▸ **Labeled-object pointing entries**
----
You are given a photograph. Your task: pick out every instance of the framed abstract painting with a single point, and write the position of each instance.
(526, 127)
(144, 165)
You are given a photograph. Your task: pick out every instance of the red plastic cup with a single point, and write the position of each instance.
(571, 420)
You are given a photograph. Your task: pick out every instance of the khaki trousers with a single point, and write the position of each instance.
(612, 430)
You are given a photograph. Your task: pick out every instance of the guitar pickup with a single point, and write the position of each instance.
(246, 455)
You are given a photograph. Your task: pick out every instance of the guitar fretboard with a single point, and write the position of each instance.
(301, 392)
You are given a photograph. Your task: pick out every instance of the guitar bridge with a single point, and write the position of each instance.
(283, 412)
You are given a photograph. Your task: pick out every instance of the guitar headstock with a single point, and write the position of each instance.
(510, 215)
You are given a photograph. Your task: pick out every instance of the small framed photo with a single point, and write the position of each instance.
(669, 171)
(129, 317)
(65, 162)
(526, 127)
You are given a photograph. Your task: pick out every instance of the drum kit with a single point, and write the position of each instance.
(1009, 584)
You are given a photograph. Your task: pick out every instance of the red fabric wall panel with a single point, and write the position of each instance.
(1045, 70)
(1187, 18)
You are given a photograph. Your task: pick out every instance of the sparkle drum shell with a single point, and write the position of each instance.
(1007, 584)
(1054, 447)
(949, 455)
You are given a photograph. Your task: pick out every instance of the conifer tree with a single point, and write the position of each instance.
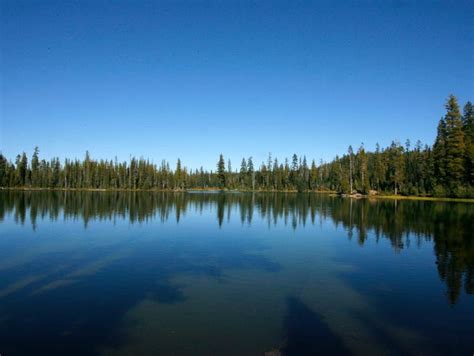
(221, 172)
(455, 147)
(468, 128)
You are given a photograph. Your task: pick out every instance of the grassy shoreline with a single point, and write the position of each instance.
(214, 189)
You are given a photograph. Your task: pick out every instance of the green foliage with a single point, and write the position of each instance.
(446, 169)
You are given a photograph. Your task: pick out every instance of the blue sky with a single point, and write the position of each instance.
(169, 79)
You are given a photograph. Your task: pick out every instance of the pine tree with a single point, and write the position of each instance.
(468, 128)
(35, 167)
(455, 147)
(221, 172)
(243, 172)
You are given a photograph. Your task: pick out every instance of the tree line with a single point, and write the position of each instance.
(444, 169)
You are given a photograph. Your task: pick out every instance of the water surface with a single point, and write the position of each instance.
(114, 273)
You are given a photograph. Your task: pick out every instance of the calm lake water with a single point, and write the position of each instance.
(233, 274)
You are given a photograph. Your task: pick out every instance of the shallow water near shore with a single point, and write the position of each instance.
(130, 273)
----
▸ **The problem**
Skip the pictures, then retype every line above exactly.

▸ **Output of the exercise**
You are given a photograph. Your task: pick out every instance of the framed abstract painting with a single point, and write the position of each instance.
(526, 127)
(144, 165)
You are given a photograph. Your task: pick out every instance of the red plastic cup with a single point, and write the position of each instance.
(571, 420)
You are given a photograph. Your task: pick out every instance of the khaki trousers with a single point, and write the position of each instance.
(612, 430)
You are given a photograph. Your task: pick out every instance of the guitar pickup with a single point, and write the position of each instance.
(246, 455)
You are given a photograph. Your task: pick out every instance of the guitar fretboard with a single point, and write the position of each instance.
(301, 392)
You are given a photograph. Your task: pick out every instance of the guitar bridge with a single point, and write the position of each instance.
(283, 412)
You are given a photograph. Your task: pick out every instance of the guitar headstock with a single point, and write the position of each instance.
(510, 215)
You are given a photograph. Your task: pick out every instance of the small framed photo with a single point, and write the position of each instance.
(669, 171)
(129, 317)
(65, 162)
(526, 127)
You are given a photograph. Your task: pick out every instance of the drum kit with a single point, and write the position of each instance.
(1009, 584)
You are given a photograph. Your task: pick out every instance of the red fabric wall panel with a single point, and write the position of each instance.
(1045, 70)
(1187, 18)
You are given a photograph. Your task: pick out every instance of the sparkle drum shell with a single point, and write the position of each instance.
(1007, 584)
(1054, 447)
(949, 455)
You are given a photograph. Your task: pick out every instance of the conifer tree with a single point, and write the position of each instance.
(221, 172)
(455, 147)
(468, 128)
You are given a photograph. Your task: pick out every instance of the grassy shoreline with a single point, and write the position of each instance.
(214, 189)
You are given a photograph. Your task: pick out every instance of the green foliage with a single point, and write the position of each instance.
(446, 169)
You are given a photograph. Your task: pick out every instance of the blue sky with a single point, and write the position of each instance.
(169, 79)
You are given a photograph. Your task: pick out every instance of the pine tree with a single point, and write the position of each instance.
(468, 128)
(35, 167)
(455, 147)
(221, 172)
(243, 172)
You are given a photograph. Your task: pick out every instance of the tree line with a single point, and write the position of each instance.
(444, 169)
You are given a photograph. Your task: pick out every instance of the water surface with a single point, and write the position of each instance.
(114, 273)
You are given a photograph. Your task: pick out every instance of the calm lake water with a single point, and write the position of each instance.
(233, 274)
You are given a photograph. Your task: pick out every instance of the shallow water near shore with a single point, and write the position of each instance.
(130, 273)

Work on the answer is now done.